◆ Your objective
Transcribe the following records exactly, images excluded.

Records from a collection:
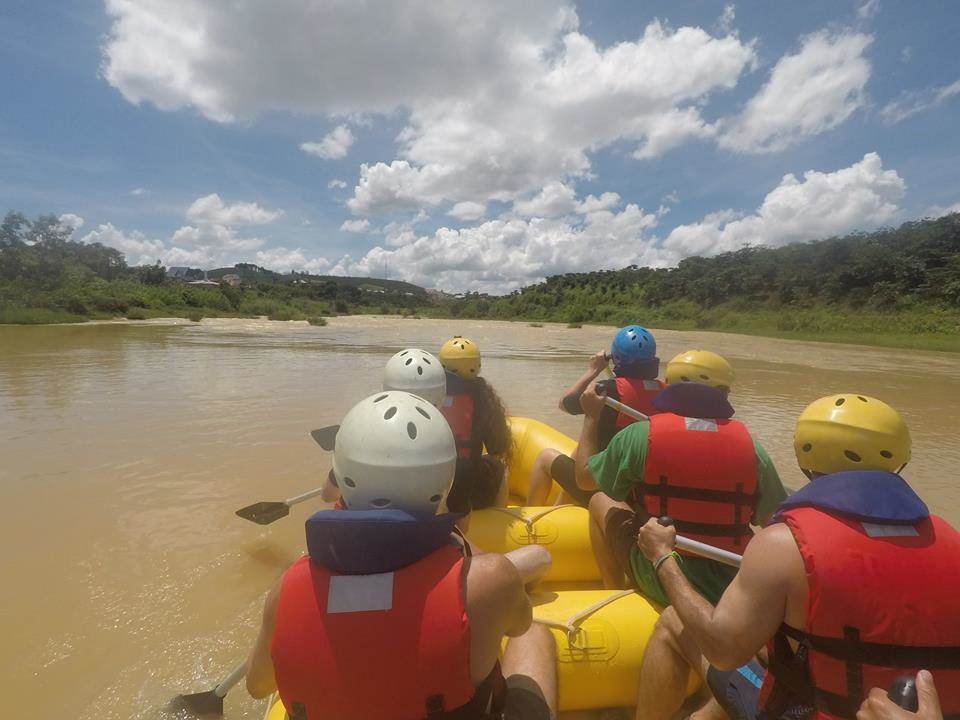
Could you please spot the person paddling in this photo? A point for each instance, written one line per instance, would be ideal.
(634, 383)
(691, 461)
(853, 583)
(478, 420)
(385, 617)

◆ Answer to the problem
Could you please spot the person paddling in this photo? A point for each instance, written one line per instance, would be ideal.
(634, 383)
(691, 461)
(853, 583)
(478, 420)
(385, 617)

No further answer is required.